*Directions for this task*.
Go through the entries below and say how many lines contain the string "coffee"; write only that number.
___ Record excerpts
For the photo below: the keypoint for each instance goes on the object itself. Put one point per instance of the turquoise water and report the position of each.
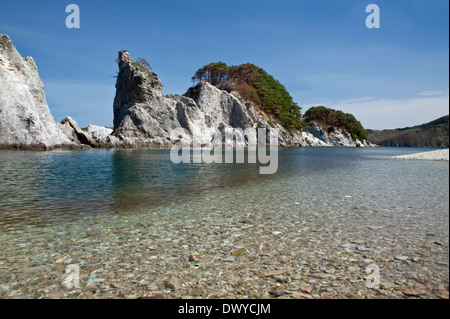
(41, 188)
(132, 218)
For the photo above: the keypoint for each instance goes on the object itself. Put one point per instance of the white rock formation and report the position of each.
(25, 119)
(143, 116)
(337, 137)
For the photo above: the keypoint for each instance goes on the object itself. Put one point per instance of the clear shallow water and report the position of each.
(43, 188)
(132, 219)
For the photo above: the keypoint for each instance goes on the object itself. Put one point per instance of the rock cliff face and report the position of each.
(25, 119)
(143, 116)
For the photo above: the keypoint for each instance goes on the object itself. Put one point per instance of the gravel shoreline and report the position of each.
(437, 156)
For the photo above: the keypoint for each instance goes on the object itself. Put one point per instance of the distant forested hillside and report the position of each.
(433, 134)
(331, 119)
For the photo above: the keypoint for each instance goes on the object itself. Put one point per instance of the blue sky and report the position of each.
(321, 50)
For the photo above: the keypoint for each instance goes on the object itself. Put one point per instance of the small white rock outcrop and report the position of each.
(25, 119)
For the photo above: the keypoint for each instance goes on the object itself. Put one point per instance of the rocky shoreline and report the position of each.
(143, 116)
(436, 156)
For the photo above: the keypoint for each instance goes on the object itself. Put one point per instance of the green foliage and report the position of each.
(433, 134)
(254, 84)
(329, 119)
(143, 65)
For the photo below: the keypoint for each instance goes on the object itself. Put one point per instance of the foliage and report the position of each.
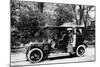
(65, 14)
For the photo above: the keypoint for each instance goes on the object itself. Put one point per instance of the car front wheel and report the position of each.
(80, 50)
(35, 55)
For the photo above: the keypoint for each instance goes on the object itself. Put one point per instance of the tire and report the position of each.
(80, 51)
(35, 55)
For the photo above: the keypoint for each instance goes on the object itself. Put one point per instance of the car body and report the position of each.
(73, 43)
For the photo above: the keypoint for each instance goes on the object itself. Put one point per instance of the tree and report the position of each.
(65, 13)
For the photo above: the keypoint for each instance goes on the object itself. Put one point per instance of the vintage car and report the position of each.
(66, 39)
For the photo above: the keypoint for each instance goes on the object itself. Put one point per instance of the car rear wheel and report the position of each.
(35, 55)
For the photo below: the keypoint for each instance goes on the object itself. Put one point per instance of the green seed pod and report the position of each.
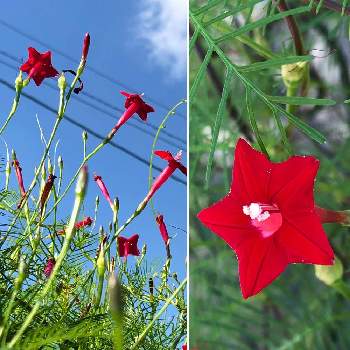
(62, 83)
(330, 274)
(293, 74)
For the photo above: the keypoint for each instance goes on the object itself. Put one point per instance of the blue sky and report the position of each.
(140, 55)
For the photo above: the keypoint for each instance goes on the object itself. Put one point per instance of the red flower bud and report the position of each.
(79, 225)
(38, 66)
(46, 191)
(19, 176)
(164, 233)
(173, 164)
(133, 104)
(103, 189)
(86, 46)
(50, 264)
(128, 246)
(162, 228)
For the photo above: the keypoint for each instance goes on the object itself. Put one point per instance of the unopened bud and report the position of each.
(293, 74)
(49, 166)
(86, 46)
(60, 162)
(22, 272)
(19, 82)
(101, 262)
(80, 188)
(62, 83)
(329, 274)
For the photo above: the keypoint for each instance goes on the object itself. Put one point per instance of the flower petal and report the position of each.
(251, 174)
(260, 262)
(292, 183)
(226, 219)
(166, 155)
(304, 241)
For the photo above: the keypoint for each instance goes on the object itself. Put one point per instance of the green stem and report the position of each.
(160, 128)
(65, 248)
(99, 290)
(142, 336)
(14, 107)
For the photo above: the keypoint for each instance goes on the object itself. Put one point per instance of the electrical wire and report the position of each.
(105, 103)
(90, 131)
(90, 68)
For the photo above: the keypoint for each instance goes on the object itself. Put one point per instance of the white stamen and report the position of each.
(253, 210)
(263, 216)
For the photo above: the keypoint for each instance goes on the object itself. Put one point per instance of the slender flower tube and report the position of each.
(103, 189)
(86, 46)
(19, 176)
(50, 264)
(46, 191)
(133, 104)
(164, 233)
(38, 66)
(80, 225)
(269, 218)
(173, 164)
(128, 246)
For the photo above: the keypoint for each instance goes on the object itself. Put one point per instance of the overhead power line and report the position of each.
(91, 131)
(107, 104)
(88, 67)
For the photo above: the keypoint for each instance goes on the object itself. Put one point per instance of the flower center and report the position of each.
(266, 218)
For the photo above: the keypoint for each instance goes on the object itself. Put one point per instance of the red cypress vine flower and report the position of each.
(38, 66)
(268, 218)
(19, 176)
(50, 264)
(128, 246)
(46, 191)
(103, 189)
(173, 164)
(133, 104)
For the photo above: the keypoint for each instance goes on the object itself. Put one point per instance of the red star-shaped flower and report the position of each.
(38, 66)
(128, 246)
(268, 218)
(142, 107)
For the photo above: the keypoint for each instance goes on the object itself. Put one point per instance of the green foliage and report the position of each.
(236, 53)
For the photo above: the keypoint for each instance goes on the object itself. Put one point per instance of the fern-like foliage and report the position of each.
(237, 49)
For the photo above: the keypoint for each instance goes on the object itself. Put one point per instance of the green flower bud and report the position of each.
(62, 83)
(293, 74)
(330, 274)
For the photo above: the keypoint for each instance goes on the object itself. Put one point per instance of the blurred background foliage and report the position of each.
(297, 311)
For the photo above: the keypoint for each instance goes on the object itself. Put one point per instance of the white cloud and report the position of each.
(163, 27)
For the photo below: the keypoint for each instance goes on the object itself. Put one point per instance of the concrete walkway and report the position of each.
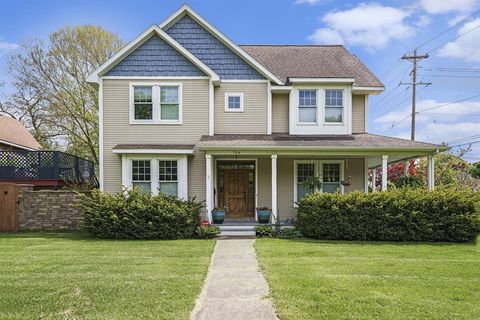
(235, 288)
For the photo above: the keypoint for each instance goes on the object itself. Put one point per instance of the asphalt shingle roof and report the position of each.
(312, 61)
(324, 141)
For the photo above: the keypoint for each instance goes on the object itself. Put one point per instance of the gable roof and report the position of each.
(313, 61)
(13, 133)
(186, 10)
(141, 39)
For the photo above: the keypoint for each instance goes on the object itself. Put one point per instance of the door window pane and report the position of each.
(141, 175)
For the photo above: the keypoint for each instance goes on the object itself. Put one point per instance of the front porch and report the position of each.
(245, 172)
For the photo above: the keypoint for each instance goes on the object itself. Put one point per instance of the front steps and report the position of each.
(237, 230)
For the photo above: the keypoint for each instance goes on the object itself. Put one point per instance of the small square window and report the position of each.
(234, 102)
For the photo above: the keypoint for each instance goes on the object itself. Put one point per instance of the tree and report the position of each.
(52, 96)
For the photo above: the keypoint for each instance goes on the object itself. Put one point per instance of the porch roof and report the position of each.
(364, 142)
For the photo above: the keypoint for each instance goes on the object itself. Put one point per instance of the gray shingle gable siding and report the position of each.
(207, 48)
(155, 57)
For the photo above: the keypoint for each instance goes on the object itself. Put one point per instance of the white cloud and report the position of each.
(371, 25)
(467, 47)
(309, 2)
(423, 21)
(445, 6)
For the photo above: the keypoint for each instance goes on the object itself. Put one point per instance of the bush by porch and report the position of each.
(397, 215)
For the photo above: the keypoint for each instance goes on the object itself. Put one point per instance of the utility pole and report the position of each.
(415, 58)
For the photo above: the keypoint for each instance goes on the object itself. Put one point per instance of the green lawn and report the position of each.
(353, 280)
(70, 276)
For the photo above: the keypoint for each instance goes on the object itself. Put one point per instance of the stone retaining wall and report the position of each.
(48, 209)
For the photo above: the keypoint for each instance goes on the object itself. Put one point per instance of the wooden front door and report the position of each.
(237, 192)
(8, 207)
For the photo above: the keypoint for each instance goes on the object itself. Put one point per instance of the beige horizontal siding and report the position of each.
(117, 129)
(253, 119)
(280, 113)
(358, 113)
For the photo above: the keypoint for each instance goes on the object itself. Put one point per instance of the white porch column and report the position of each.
(431, 172)
(384, 172)
(209, 179)
(274, 187)
(374, 179)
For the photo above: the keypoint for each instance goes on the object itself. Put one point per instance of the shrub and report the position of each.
(207, 232)
(398, 215)
(138, 215)
(264, 230)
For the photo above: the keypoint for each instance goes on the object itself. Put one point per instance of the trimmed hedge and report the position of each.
(138, 215)
(397, 215)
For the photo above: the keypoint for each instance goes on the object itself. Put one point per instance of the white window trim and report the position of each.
(318, 172)
(316, 107)
(233, 94)
(182, 171)
(155, 102)
(325, 123)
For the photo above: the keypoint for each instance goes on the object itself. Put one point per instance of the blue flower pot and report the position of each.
(218, 216)
(264, 216)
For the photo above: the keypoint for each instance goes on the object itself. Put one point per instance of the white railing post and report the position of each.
(209, 195)
(384, 172)
(274, 187)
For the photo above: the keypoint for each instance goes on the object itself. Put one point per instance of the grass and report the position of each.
(70, 276)
(354, 280)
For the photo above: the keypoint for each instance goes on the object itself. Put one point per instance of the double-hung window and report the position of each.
(141, 175)
(331, 177)
(169, 103)
(156, 103)
(168, 177)
(333, 106)
(304, 171)
(142, 103)
(233, 102)
(307, 106)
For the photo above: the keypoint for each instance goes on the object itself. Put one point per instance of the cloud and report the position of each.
(467, 47)
(371, 25)
(445, 6)
(309, 2)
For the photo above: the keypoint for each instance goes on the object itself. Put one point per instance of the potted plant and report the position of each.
(264, 214)
(218, 214)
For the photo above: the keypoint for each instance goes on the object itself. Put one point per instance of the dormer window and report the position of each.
(307, 106)
(333, 106)
(233, 102)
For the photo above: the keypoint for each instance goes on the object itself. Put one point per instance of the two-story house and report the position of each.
(185, 111)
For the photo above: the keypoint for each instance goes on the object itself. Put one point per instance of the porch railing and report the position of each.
(47, 165)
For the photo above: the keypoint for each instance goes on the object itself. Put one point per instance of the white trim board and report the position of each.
(185, 9)
(142, 38)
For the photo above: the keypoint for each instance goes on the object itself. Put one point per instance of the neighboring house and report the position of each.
(185, 111)
(14, 136)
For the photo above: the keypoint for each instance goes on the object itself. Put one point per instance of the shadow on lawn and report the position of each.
(382, 243)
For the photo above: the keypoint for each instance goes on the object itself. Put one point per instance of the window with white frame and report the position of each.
(156, 103)
(141, 175)
(168, 177)
(142, 103)
(329, 171)
(169, 103)
(304, 171)
(233, 102)
(333, 106)
(331, 177)
(307, 106)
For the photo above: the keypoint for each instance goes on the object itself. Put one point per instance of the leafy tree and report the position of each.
(52, 97)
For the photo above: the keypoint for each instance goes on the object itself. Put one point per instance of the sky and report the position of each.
(379, 33)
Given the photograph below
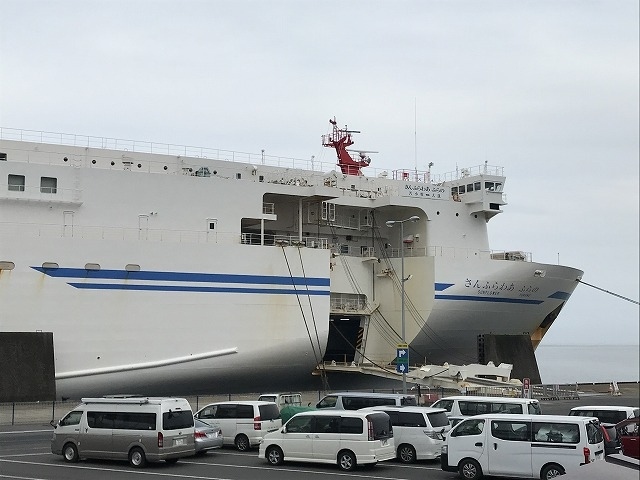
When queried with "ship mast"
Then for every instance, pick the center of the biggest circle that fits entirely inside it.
(340, 139)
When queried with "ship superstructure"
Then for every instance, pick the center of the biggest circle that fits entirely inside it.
(166, 269)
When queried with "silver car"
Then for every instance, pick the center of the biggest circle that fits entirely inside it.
(207, 437)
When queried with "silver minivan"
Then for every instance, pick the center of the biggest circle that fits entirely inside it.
(138, 429)
(244, 422)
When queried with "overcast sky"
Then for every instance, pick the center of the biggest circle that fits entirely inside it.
(547, 89)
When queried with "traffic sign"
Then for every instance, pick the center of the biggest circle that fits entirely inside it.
(402, 358)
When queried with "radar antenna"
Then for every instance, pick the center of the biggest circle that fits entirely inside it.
(340, 139)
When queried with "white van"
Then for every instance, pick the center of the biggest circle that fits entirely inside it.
(418, 432)
(243, 423)
(529, 446)
(459, 407)
(139, 429)
(282, 399)
(345, 438)
(358, 400)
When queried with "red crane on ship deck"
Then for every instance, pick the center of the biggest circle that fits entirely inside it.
(340, 139)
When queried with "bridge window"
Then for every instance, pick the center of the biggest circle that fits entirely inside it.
(16, 183)
(48, 185)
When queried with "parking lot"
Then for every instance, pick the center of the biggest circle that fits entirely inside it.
(25, 454)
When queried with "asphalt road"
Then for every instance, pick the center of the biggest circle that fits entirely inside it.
(25, 454)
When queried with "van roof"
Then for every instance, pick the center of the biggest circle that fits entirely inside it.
(337, 413)
(612, 408)
(490, 399)
(529, 417)
(408, 408)
(370, 394)
(132, 400)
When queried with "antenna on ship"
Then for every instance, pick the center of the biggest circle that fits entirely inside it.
(340, 139)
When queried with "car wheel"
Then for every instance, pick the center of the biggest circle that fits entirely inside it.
(469, 469)
(346, 460)
(551, 471)
(274, 455)
(70, 453)
(137, 458)
(242, 443)
(406, 453)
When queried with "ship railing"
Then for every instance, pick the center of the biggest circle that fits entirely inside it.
(116, 233)
(184, 151)
(283, 240)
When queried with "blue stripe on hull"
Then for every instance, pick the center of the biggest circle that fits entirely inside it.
(489, 299)
(81, 273)
(186, 288)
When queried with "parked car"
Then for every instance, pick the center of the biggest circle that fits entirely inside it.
(282, 399)
(243, 423)
(207, 437)
(524, 446)
(629, 436)
(609, 416)
(343, 437)
(461, 406)
(418, 432)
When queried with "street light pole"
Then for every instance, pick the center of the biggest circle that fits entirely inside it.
(391, 223)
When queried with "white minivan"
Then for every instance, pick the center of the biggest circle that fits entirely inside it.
(243, 423)
(418, 432)
(528, 446)
(139, 429)
(461, 406)
(358, 400)
(345, 438)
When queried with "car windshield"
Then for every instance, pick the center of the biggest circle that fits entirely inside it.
(438, 419)
(175, 420)
(269, 412)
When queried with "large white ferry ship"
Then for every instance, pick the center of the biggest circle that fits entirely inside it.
(165, 269)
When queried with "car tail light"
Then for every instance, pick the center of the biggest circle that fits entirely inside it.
(587, 454)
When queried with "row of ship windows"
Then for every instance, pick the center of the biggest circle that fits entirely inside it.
(489, 186)
(7, 265)
(16, 183)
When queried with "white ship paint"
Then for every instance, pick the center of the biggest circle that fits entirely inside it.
(163, 269)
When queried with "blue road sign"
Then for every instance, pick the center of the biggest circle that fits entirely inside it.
(402, 358)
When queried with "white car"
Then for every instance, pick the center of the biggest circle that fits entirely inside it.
(345, 438)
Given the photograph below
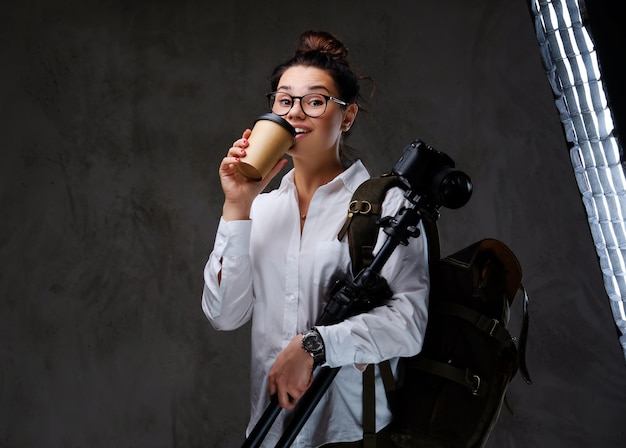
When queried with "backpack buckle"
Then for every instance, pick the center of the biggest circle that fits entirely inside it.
(473, 382)
(360, 207)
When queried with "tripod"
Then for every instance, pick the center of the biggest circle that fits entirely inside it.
(369, 289)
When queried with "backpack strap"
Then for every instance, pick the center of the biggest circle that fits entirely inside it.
(367, 201)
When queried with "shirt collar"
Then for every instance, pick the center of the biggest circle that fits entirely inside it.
(351, 177)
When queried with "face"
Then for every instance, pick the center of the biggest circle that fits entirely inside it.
(320, 135)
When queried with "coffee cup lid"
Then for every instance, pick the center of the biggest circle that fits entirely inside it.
(278, 119)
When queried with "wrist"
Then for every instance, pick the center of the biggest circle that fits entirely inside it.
(313, 344)
(235, 211)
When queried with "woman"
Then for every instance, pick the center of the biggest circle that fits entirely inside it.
(276, 255)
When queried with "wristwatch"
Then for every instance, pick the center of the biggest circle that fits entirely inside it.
(313, 344)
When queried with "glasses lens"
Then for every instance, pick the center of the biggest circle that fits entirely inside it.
(312, 104)
(280, 103)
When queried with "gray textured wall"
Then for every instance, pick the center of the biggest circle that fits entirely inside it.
(114, 117)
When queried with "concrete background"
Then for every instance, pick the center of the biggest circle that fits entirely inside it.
(113, 119)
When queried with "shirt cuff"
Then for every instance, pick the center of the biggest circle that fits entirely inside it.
(233, 238)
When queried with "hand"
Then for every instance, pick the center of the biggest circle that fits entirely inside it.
(292, 374)
(239, 191)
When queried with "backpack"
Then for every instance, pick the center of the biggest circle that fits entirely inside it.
(451, 393)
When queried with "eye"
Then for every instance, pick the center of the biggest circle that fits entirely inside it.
(315, 101)
(283, 99)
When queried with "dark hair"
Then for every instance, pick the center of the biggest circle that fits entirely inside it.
(323, 50)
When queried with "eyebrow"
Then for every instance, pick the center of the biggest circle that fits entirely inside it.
(311, 88)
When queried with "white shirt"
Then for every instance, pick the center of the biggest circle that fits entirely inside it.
(280, 278)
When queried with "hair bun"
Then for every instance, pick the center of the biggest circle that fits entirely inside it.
(322, 42)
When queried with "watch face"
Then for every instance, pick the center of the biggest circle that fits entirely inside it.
(312, 342)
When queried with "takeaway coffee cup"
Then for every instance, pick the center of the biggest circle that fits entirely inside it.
(271, 138)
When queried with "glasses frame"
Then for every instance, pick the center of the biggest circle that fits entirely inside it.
(293, 102)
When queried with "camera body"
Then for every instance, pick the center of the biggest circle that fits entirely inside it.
(430, 174)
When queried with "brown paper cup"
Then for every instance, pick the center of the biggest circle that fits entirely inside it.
(271, 138)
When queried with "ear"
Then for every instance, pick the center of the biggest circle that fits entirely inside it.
(349, 115)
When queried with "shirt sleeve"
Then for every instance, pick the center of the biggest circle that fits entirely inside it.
(227, 296)
(397, 327)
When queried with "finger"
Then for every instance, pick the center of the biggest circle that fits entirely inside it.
(285, 401)
(274, 171)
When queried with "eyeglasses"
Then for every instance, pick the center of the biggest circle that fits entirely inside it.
(312, 104)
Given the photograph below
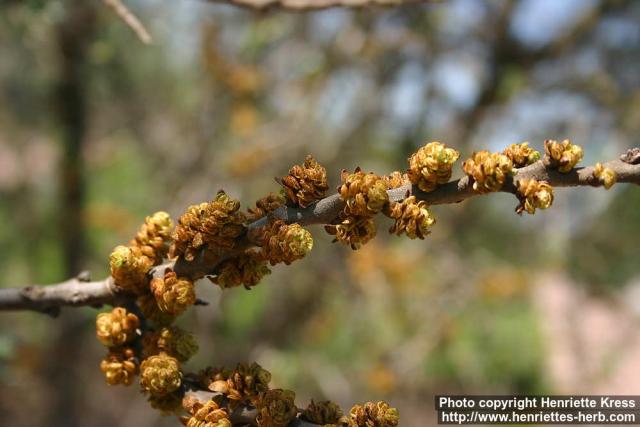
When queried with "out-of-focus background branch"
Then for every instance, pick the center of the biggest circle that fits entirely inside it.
(225, 97)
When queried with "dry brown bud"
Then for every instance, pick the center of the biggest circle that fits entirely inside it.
(305, 183)
(170, 340)
(324, 413)
(218, 223)
(117, 327)
(276, 408)
(173, 295)
(247, 269)
(120, 366)
(265, 205)
(488, 170)
(365, 194)
(246, 382)
(563, 156)
(606, 176)
(411, 218)
(432, 165)
(354, 231)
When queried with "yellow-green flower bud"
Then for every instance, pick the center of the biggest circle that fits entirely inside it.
(606, 176)
(432, 165)
(208, 414)
(285, 242)
(129, 268)
(521, 154)
(116, 327)
(534, 195)
(563, 156)
(370, 414)
(173, 295)
(160, 375)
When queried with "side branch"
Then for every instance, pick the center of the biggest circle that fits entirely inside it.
(76, 292)
(328, 209)
(49, 299)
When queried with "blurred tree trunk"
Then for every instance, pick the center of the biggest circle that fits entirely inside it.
(73, 35)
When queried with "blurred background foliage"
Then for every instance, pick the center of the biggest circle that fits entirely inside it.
(98, 130)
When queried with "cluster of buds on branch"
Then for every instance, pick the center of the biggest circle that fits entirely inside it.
(233, 248)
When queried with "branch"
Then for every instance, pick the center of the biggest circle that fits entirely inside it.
(76, 292)
(49, 299)
(130, 20)
(305, 5)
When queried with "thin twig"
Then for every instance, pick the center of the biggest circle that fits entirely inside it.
(74, 292)
(130, 19)
(305, 5)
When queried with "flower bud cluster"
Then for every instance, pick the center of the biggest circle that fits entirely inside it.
(170, 340)
(365, 194)
(412, 218)
(534, 195)
(354, 231)
(563, 156)
(117, 327)
(324, 413)
(218, 223)
(173, 294)
(521, 154)
(117, 330)
(285, 243)
(207, 414)
(370, 414)
(265, 205)
(396, 179)
(153, 236)
(129, 268)
(245, 383)
(605, 176)
(247, 269)
(120, 366)
(160, 375)
(305, 183)
(276, 408)
(432, 165)
(488, 170)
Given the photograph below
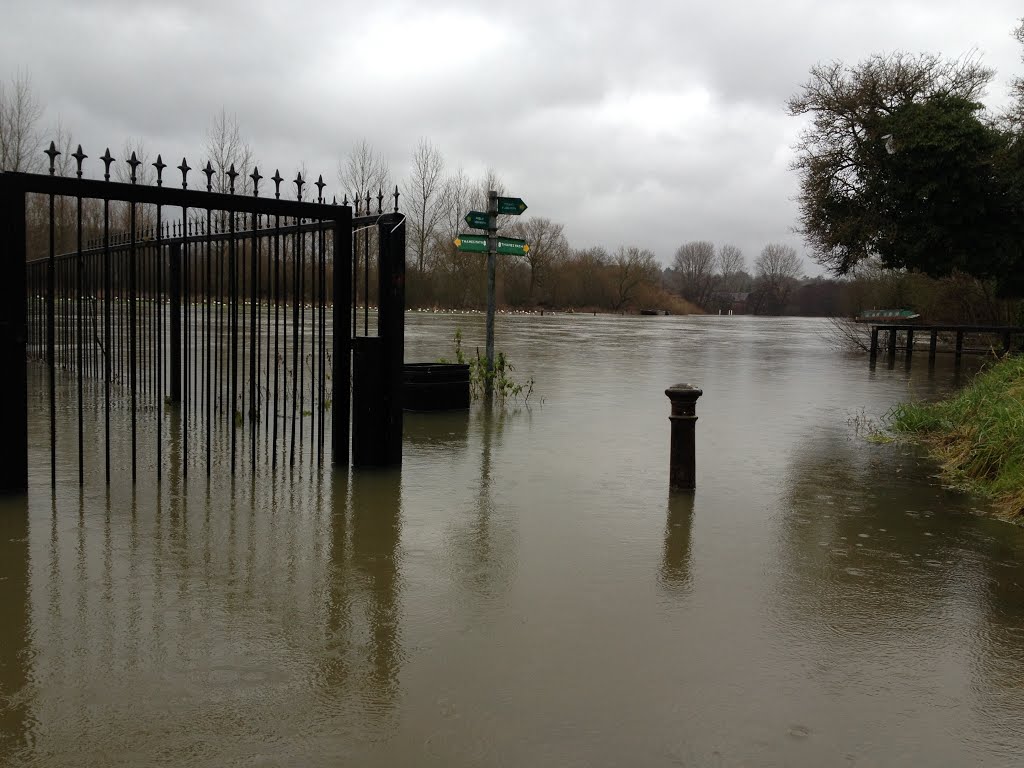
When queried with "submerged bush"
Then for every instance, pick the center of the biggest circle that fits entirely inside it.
______
*Solution for this problem*.
2